YOUR INSTRUCTIONS:
Count the lines in the items below that contain the string "vegetation", treating uppercase and lowercase as different, and give only the number.

>> START GIVEN INFORMATION

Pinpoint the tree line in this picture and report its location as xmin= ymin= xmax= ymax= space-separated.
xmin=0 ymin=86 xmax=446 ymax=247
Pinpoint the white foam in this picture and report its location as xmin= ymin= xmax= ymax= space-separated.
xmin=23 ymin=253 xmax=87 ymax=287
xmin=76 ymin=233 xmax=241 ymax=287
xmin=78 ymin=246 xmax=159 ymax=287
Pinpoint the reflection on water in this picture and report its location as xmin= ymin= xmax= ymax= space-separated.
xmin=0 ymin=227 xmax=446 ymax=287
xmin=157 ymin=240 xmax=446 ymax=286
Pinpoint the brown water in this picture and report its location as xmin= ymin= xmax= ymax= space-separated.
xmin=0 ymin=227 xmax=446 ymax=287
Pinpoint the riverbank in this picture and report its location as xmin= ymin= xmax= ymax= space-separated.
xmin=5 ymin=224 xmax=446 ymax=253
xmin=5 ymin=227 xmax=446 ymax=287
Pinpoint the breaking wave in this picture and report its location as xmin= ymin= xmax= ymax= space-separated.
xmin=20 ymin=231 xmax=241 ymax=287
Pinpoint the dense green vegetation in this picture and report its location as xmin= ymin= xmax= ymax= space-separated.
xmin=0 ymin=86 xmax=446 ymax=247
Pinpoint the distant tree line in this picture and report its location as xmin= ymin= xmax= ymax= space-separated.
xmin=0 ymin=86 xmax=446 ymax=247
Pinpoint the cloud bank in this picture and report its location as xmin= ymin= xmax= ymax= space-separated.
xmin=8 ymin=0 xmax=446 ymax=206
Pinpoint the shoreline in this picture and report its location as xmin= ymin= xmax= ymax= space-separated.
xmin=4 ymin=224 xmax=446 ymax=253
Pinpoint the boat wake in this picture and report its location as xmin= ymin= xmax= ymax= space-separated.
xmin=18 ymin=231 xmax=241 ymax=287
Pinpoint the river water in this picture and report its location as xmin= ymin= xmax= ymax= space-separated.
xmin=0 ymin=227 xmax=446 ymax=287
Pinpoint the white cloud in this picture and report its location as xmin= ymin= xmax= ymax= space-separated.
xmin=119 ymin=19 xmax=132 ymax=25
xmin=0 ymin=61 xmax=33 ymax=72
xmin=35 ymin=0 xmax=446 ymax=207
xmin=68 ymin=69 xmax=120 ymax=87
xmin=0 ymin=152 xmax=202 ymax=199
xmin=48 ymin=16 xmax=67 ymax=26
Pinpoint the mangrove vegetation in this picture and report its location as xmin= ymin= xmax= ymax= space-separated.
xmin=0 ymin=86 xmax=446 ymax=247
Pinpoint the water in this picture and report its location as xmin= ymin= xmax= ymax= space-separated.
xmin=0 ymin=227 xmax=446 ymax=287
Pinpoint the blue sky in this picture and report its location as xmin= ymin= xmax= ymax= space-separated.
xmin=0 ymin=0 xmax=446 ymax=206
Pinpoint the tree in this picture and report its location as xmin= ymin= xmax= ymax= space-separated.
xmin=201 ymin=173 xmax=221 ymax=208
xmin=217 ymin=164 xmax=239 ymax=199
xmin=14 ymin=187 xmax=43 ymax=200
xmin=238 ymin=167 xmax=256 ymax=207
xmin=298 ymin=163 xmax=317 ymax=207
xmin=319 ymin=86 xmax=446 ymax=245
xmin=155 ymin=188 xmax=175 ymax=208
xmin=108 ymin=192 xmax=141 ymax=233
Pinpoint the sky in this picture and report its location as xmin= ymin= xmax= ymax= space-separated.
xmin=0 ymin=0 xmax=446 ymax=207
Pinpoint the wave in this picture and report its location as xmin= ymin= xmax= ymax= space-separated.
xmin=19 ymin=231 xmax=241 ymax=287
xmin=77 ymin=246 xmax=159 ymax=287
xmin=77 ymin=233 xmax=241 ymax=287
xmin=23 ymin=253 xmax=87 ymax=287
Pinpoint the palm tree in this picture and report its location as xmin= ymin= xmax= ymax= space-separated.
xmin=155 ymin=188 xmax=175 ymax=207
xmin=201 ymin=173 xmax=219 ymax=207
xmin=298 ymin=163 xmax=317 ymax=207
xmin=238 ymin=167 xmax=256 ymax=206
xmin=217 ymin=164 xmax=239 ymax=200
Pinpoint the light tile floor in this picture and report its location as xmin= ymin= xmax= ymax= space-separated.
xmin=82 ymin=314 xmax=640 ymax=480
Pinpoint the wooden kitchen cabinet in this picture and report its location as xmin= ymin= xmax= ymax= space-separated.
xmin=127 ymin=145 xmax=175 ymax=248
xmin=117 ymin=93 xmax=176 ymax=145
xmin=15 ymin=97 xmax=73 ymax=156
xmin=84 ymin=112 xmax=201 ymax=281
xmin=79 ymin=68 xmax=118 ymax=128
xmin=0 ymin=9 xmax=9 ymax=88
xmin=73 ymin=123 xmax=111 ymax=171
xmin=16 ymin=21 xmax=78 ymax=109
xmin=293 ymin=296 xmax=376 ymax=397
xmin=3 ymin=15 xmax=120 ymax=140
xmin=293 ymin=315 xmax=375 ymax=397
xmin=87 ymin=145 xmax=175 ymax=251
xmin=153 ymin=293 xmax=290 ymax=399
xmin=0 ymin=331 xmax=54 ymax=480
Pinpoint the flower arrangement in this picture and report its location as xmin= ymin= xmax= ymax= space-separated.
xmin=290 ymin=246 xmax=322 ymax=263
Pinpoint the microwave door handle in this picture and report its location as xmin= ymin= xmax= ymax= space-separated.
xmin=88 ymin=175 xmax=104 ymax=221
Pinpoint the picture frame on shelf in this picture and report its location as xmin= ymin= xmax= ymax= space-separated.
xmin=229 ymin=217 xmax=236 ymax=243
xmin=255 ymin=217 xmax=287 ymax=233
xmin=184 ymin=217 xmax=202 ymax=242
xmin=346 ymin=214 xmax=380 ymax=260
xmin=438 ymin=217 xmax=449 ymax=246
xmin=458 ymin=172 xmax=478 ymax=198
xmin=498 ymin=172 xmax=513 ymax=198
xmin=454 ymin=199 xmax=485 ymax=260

>> END GIVEN INFORMATION

SOLUTION TO THIS EXERCISE:
2